Tarik setiap baris catatan di bawah ini yang memuat kata "plaid". Perbedaan huruf besar dan huruf kecil ikut diperhitungkan.

# [Cuplikan Data]
··········
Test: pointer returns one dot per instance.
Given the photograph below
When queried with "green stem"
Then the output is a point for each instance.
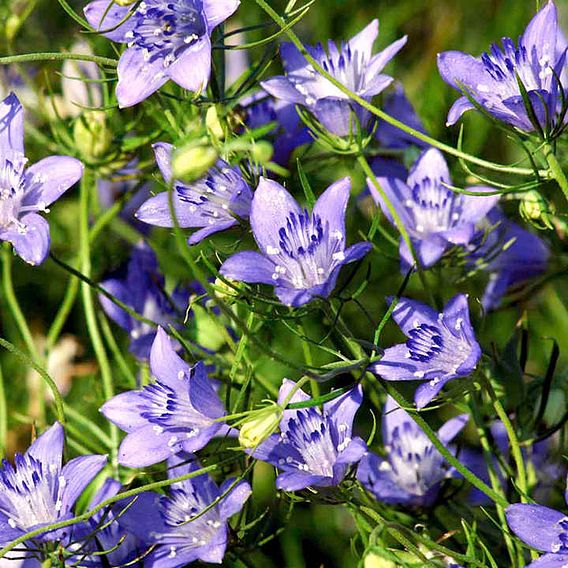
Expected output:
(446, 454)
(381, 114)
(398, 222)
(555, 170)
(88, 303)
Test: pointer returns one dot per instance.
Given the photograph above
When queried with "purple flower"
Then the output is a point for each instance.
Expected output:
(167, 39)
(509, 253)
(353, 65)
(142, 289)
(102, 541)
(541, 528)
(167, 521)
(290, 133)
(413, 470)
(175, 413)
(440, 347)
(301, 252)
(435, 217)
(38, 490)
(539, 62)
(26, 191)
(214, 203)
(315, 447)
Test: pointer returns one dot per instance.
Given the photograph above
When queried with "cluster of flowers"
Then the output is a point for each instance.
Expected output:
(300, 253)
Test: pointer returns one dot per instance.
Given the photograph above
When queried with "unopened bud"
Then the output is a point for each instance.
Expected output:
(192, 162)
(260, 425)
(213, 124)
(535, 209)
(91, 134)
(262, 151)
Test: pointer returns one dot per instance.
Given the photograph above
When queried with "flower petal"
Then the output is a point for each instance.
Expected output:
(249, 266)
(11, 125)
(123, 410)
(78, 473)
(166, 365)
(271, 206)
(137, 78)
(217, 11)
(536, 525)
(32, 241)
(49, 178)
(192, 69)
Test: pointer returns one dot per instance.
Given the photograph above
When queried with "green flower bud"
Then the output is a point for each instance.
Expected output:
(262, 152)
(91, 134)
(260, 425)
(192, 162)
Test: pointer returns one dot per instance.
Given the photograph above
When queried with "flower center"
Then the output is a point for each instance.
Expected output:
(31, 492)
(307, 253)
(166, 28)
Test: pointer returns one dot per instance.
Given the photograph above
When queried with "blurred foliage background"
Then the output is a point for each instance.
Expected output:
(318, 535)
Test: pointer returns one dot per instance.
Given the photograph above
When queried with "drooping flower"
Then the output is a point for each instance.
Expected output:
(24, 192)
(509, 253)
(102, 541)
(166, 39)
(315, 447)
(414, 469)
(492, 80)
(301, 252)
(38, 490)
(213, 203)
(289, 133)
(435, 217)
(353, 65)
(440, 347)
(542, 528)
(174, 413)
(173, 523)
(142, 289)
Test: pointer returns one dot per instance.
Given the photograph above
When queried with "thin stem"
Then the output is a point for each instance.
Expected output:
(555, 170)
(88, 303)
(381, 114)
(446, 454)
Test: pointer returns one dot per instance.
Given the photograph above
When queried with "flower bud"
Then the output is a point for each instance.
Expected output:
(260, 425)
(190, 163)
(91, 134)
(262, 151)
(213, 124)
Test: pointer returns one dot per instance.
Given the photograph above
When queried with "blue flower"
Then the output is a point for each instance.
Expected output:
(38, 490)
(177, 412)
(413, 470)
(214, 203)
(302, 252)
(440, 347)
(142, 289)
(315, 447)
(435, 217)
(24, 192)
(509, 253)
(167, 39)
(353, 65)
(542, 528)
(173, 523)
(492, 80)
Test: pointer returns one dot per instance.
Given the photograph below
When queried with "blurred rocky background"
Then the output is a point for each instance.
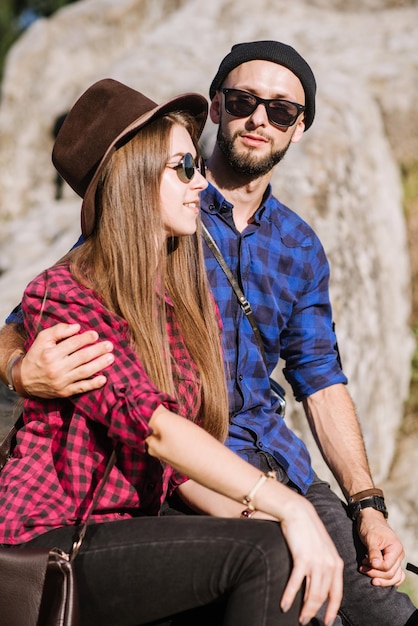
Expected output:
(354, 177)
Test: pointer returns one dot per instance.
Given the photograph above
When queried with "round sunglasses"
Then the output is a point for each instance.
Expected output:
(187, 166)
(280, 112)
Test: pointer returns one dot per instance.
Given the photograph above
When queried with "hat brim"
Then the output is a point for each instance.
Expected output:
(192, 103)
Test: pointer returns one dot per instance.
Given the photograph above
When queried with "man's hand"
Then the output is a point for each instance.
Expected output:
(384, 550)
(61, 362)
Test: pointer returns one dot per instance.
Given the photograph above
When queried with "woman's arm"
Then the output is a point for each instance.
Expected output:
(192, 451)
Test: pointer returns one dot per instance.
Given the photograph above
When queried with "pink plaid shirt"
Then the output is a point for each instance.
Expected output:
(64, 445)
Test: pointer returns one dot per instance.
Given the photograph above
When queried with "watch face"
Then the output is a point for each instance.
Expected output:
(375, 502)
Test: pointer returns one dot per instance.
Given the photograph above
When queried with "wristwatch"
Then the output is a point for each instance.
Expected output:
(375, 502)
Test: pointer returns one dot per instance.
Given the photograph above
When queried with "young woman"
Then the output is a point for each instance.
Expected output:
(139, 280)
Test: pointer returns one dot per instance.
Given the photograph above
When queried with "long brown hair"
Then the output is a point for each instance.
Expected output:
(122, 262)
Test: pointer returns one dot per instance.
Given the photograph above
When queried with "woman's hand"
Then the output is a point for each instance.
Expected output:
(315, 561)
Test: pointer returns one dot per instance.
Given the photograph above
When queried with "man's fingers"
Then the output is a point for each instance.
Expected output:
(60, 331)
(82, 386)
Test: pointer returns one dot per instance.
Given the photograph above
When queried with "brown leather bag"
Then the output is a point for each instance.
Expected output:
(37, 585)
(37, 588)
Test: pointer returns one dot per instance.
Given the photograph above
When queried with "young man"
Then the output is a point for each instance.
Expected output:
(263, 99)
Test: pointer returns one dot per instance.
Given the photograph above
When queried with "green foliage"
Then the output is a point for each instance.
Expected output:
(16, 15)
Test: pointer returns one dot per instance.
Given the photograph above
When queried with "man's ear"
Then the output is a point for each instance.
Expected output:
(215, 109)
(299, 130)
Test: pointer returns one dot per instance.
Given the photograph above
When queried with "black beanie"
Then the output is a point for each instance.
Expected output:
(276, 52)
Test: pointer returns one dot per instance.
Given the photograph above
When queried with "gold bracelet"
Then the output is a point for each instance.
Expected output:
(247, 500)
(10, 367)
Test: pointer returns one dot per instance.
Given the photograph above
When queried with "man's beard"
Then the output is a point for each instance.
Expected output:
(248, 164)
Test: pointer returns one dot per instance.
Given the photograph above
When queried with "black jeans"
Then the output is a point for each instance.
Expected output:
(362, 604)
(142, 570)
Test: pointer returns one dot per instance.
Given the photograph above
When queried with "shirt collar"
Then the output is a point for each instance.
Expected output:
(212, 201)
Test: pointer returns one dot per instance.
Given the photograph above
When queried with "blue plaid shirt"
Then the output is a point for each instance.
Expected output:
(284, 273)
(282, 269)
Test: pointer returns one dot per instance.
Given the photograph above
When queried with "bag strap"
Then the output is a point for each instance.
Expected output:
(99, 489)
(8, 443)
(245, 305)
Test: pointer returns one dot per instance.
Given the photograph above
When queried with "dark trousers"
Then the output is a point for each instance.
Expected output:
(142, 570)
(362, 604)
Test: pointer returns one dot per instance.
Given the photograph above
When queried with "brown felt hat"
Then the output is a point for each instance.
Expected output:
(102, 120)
··········
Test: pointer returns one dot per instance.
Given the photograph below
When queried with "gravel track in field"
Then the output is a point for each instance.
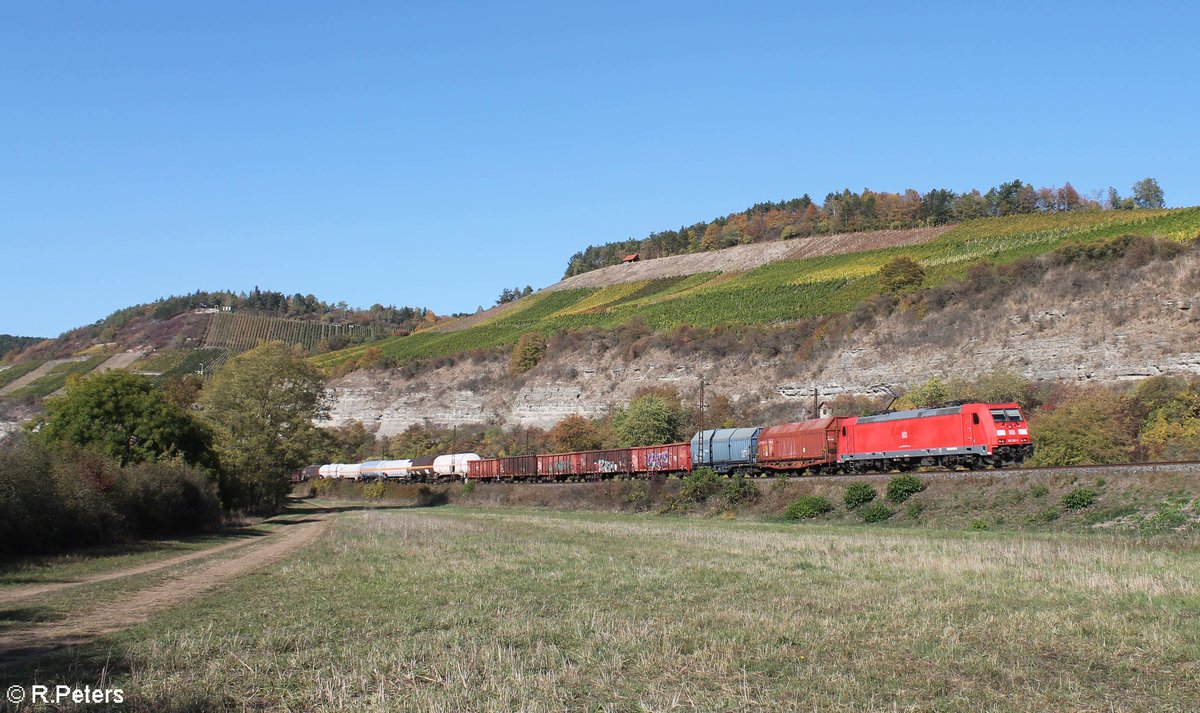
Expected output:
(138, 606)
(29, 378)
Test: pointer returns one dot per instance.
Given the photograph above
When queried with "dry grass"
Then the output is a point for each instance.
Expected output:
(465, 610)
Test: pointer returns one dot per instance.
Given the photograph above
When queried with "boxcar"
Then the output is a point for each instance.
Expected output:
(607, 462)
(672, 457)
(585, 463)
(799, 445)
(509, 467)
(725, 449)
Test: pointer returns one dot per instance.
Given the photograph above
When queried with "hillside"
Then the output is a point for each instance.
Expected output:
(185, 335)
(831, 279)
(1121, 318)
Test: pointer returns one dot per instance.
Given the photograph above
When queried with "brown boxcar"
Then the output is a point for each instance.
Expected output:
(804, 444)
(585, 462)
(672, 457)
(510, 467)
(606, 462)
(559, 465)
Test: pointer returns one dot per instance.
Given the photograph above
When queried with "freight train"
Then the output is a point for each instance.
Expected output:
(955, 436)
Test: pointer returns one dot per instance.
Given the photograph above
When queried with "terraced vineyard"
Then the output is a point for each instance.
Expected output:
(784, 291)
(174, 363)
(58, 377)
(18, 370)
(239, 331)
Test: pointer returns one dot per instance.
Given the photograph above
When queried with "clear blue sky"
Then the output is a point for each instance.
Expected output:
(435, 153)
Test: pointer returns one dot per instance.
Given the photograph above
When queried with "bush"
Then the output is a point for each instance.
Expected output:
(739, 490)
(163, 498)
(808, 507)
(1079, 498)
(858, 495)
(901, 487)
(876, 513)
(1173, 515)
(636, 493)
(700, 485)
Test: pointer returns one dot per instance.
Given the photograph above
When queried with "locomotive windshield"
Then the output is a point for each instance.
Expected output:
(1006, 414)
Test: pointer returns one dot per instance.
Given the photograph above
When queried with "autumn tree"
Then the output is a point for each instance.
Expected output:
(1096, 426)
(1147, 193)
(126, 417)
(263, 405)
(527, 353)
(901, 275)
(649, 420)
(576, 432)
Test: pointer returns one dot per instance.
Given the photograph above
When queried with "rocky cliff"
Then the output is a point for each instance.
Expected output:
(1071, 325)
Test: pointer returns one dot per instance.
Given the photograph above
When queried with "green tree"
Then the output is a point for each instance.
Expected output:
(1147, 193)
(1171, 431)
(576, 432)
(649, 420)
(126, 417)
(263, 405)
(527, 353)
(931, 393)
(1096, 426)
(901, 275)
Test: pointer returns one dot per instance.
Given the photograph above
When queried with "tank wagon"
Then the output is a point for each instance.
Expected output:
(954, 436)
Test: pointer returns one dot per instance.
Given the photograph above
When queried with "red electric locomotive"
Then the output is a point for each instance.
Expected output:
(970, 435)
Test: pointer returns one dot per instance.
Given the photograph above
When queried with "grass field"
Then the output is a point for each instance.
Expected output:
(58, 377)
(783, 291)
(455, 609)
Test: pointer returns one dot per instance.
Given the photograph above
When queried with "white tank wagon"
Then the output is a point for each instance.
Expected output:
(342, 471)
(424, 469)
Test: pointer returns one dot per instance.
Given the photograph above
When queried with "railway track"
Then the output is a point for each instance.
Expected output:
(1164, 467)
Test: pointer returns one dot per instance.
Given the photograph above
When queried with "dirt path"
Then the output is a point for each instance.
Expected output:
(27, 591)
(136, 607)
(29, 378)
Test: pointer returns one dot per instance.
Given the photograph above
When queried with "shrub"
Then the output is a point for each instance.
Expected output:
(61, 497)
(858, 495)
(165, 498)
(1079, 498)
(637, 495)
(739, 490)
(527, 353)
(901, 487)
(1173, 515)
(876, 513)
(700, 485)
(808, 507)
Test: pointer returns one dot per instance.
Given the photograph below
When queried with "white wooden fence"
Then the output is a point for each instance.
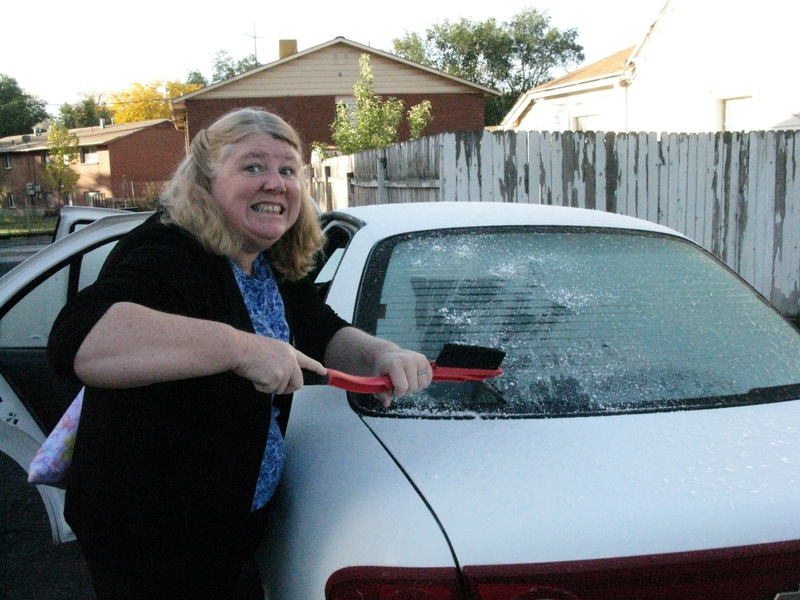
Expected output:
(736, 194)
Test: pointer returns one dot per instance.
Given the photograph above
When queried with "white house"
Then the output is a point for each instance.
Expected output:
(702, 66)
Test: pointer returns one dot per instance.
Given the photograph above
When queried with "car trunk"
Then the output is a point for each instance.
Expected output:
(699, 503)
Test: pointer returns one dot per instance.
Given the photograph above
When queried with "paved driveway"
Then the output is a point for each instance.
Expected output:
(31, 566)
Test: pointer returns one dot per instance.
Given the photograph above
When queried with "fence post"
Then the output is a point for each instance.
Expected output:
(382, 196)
··········
# [Jawaban Tugas]
When queried with "pink plaid shirt"
When queried with "blue plaid shirt"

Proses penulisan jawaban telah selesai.